The tax is collected indirectly, i.e. through a financial intermediary (i.e. any intermediary which offers securities accounts: credit institutions, brokerage firms, investment firms) and is due on the first day following the end of the reference period. Transitional measures provide that the first reference period begins on the day of the entry into force of the Law (i.e. 26 February 2021) and ends on 30 September 2021.

Implementation of DAC6

On 25 May 2018, the Council of the European Union (EU) has formally adopted Directive amending Directive 2011/16/EU as regards mandatory automatic exchange of information in the field of taxation in relation to reportable cross-border arrangements (also known as DAC6). DAC6 aims at bridging the information gap between taxpayers and tax authorities by installing a mandatory disclosure obligation for cross-border arrangements/transactions that fall within one of the hallmarks. Under DAC6, the reportable information will be disclosed to the national tax authority, shared between the tax authorities of the EU member states, and will also be (partly) accessible by the EU Commission.

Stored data
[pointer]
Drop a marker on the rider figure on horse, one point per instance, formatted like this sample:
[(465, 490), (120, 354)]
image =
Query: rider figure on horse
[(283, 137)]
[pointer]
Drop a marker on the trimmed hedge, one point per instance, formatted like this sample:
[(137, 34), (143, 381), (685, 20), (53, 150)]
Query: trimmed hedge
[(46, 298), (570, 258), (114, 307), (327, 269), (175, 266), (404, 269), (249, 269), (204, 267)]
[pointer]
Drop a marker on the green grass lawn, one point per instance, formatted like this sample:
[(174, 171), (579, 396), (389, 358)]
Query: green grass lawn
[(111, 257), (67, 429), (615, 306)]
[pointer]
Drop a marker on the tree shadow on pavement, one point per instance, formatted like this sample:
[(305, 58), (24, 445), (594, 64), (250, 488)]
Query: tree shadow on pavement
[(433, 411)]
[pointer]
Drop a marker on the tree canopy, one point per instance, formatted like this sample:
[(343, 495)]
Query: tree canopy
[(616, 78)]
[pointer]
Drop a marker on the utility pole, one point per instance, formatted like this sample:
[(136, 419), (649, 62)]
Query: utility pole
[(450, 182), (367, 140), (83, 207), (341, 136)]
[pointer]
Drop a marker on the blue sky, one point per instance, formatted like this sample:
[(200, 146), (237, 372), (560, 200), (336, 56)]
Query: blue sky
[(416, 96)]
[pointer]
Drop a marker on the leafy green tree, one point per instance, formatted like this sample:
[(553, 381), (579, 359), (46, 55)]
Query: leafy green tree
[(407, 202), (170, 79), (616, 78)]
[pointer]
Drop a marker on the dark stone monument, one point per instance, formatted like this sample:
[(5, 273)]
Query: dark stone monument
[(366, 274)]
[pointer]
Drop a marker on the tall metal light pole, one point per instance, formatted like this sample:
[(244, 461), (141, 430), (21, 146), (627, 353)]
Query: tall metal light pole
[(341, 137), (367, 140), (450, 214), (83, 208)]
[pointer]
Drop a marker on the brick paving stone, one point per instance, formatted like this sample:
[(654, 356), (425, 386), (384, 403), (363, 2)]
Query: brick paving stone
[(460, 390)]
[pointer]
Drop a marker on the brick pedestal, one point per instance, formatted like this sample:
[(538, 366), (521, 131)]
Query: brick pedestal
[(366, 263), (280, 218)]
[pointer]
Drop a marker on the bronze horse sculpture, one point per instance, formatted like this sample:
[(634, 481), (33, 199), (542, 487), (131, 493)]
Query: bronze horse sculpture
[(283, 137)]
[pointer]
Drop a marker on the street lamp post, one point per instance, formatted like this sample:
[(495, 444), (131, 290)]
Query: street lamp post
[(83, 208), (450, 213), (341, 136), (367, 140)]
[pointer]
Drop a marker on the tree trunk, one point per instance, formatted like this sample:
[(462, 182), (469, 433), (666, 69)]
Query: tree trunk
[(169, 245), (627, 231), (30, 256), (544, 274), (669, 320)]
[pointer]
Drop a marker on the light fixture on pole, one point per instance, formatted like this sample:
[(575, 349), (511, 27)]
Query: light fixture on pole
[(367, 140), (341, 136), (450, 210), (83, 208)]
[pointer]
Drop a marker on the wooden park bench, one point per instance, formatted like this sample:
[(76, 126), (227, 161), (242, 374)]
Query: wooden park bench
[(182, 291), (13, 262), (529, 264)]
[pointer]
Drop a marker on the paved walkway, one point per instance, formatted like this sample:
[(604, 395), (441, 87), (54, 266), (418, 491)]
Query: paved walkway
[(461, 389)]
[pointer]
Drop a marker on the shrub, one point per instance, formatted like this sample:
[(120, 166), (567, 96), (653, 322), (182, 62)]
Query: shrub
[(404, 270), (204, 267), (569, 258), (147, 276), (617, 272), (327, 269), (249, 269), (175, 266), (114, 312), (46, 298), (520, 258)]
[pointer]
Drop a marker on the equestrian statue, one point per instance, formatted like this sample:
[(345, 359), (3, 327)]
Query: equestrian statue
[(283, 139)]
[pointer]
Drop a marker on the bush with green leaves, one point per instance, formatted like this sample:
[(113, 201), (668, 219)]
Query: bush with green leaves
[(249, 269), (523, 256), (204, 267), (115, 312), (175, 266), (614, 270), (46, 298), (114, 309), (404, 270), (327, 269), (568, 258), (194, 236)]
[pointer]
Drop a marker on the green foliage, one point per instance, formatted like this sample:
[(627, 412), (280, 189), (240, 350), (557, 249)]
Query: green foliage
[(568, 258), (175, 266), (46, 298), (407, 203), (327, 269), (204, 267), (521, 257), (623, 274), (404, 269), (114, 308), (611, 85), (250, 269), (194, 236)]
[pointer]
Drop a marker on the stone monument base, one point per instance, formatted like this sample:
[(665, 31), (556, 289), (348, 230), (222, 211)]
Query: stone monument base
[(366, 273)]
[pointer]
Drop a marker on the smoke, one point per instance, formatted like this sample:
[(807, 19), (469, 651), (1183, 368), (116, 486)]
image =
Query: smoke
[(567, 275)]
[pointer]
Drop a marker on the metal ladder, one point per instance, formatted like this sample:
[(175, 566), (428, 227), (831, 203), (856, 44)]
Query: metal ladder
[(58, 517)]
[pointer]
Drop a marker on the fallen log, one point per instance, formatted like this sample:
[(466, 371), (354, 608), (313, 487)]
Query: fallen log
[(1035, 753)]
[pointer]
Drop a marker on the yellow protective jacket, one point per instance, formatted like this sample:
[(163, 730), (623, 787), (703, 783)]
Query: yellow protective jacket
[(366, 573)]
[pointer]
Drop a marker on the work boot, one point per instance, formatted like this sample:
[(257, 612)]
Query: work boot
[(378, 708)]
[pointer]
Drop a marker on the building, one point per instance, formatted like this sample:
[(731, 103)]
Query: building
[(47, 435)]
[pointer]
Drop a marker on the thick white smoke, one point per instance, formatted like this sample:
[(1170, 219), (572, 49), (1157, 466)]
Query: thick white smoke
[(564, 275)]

Tasks to complete —
1. In the text on taxation and DAC6, on what date did the Council of the European Union formally adopt DAC6?
2. Continue the text on taxation and DAC6 from its last sentence.

Task answers —
1. 25 May 2018.

2.
DAC6 has been implemented by a federal law of 12 December 2019, which closely follows the Directive, and by the Regions. In June 2020, the Belgian tax authorities published an FAQ with further guidance on the application of the DAC6 rules.

The law foresees that an intermediary may potentially not be allowed to actually report following the Belgian professional secrecy rules that apply to, e.g., registered lawyers and registered tax consultants. In this case, the intermediary has to inform the taxpayer and/or other intermediaries (if any) that there is a reporting obligation due but that the actual reporting is prevented due to legal professional secrecy rules. This is known as the so-called 'legal professional privilege'. If there are no other intermediaries, the taxpayer can at all times waive the professional secrecy enabling the advisor to make the reporting. The professional secrecy rules do not apply for reporting obligations related to so-called ‘market-ready’ arrangements.

Penalties ranging from 1,250 euros (EUR) to EUR 100,000 per infraction may be applied by the tax authorities. The intentional character (or not) of the breach will be considered.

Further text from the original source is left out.